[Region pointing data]
+ + + +
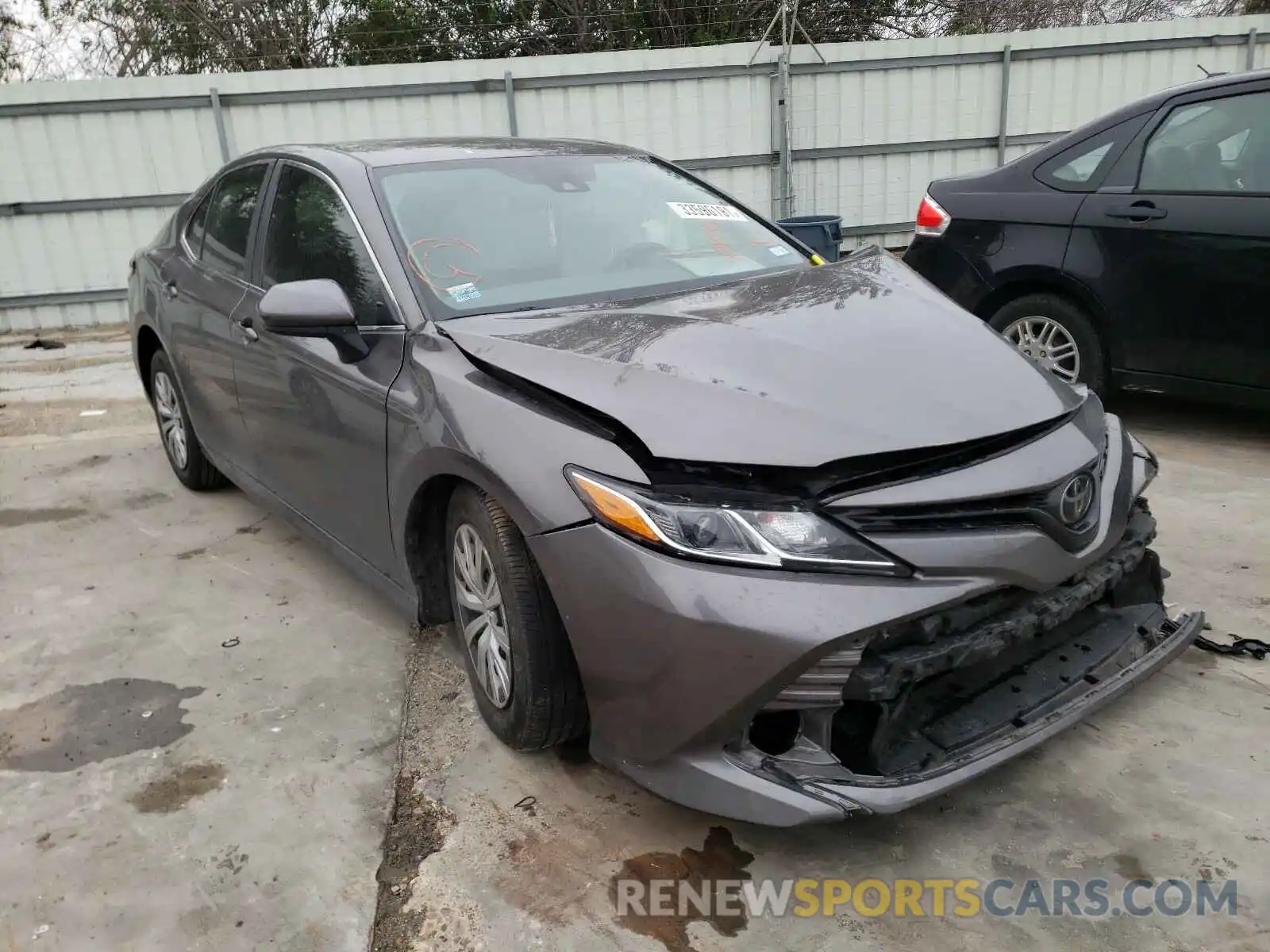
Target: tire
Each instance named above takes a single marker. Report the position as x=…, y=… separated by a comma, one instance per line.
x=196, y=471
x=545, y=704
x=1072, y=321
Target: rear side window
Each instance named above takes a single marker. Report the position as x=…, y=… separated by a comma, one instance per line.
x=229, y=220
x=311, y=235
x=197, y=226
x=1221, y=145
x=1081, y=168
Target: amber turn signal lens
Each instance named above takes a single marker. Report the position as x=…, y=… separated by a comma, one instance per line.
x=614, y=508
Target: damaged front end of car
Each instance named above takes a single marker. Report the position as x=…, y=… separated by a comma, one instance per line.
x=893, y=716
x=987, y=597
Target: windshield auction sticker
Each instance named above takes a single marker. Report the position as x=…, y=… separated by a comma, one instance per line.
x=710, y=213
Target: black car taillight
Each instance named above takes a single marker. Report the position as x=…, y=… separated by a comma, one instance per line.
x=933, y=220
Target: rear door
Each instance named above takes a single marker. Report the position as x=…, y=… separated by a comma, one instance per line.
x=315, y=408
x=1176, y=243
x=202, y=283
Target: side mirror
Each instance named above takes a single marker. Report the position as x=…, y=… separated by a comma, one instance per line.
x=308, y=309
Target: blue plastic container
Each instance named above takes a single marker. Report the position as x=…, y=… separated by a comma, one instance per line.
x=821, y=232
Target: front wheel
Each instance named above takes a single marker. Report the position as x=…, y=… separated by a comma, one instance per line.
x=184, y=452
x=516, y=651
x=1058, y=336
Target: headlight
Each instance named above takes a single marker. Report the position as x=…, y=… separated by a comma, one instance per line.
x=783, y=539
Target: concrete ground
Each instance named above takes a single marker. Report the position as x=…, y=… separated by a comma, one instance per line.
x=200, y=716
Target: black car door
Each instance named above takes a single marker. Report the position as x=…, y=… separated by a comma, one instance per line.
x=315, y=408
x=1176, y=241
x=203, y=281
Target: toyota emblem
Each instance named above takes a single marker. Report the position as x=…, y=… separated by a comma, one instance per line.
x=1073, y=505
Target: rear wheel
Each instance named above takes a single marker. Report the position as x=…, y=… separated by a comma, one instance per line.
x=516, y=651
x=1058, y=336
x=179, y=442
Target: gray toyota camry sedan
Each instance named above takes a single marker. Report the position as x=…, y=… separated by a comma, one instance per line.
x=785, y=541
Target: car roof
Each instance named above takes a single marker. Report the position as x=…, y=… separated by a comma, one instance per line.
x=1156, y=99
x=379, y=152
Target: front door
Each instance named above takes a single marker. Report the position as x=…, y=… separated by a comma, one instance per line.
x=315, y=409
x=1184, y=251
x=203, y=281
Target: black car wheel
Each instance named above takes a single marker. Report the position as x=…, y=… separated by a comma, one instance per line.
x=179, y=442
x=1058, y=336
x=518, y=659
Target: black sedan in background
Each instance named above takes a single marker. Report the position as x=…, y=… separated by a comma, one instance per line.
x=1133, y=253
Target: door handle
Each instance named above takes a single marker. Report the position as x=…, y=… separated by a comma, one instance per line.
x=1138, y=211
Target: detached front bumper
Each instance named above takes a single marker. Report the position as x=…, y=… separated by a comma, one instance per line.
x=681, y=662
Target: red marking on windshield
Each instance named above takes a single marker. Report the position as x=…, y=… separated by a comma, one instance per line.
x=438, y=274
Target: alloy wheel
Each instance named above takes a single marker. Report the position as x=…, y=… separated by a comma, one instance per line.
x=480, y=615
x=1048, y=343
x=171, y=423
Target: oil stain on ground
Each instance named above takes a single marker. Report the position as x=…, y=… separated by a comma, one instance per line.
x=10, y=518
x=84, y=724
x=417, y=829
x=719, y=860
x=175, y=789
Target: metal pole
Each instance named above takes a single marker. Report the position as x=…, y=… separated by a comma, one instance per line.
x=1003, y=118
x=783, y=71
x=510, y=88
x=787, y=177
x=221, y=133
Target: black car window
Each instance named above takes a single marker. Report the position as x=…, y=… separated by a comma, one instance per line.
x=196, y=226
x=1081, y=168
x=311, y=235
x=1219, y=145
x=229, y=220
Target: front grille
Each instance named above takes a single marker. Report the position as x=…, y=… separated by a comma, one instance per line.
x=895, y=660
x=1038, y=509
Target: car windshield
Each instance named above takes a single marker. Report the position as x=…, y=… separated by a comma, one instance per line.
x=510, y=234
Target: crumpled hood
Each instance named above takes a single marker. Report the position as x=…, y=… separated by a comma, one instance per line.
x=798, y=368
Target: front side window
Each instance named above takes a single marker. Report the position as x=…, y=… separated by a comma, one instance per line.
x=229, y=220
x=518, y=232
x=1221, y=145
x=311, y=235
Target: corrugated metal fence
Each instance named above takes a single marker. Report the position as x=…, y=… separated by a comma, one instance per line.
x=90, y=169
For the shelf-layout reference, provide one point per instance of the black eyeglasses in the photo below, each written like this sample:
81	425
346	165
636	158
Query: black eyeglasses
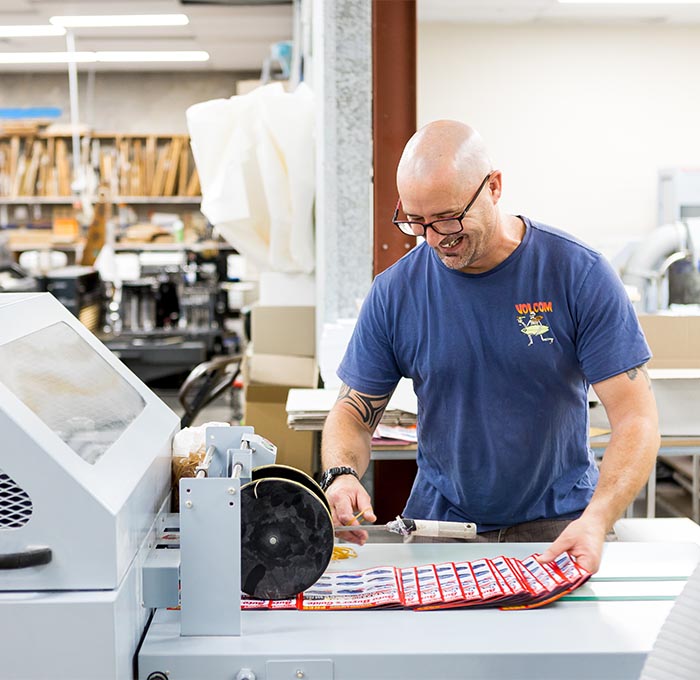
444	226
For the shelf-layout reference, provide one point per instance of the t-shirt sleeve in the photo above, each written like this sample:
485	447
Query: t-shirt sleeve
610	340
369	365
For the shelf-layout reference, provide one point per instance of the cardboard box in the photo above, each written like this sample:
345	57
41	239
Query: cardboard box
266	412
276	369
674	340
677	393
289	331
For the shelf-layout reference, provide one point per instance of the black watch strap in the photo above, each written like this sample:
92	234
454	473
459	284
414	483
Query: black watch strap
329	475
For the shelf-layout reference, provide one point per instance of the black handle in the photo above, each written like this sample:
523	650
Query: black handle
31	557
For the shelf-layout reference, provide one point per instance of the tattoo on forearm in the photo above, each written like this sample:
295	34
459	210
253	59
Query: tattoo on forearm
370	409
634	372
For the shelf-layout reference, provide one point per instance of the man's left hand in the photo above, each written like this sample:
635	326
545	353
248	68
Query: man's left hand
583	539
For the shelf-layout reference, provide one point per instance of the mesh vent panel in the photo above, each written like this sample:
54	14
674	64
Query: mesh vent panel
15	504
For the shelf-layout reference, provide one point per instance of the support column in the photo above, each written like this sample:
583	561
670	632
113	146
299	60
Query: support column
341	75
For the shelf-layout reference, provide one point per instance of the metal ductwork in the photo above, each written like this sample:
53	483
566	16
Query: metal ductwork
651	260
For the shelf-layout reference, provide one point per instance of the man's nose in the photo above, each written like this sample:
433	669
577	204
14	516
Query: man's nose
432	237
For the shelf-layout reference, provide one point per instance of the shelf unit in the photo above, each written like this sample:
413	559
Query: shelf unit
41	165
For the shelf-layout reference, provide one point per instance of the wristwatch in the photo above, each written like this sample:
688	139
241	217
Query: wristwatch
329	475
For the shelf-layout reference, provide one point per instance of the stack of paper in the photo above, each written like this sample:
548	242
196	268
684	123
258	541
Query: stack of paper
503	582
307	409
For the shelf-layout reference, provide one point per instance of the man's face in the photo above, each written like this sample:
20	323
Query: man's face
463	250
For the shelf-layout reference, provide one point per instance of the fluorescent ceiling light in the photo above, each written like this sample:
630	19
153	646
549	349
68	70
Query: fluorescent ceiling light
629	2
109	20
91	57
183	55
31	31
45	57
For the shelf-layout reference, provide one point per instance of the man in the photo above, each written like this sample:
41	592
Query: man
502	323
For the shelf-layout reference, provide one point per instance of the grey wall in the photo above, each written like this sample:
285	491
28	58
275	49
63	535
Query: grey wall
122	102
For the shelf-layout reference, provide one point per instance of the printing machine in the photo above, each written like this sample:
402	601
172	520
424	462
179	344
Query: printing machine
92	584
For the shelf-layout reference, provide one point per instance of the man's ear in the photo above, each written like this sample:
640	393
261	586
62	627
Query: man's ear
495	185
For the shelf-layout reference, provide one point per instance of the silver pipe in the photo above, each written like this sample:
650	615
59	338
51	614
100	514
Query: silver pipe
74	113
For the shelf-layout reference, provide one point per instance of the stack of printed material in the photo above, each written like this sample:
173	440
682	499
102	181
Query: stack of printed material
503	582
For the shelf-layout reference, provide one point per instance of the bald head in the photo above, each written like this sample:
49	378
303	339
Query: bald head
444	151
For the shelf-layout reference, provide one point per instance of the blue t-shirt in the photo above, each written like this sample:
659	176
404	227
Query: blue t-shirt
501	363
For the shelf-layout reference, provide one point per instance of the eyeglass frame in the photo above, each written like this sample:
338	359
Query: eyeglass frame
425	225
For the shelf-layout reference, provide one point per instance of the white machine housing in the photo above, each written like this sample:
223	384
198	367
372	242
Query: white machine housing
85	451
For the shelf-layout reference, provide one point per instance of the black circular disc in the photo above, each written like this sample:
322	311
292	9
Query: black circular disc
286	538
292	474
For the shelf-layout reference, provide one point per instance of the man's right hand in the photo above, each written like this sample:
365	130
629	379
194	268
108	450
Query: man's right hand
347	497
+ + + +
The task: Give only the number of lines in the data that include the string "front".

Reply: 6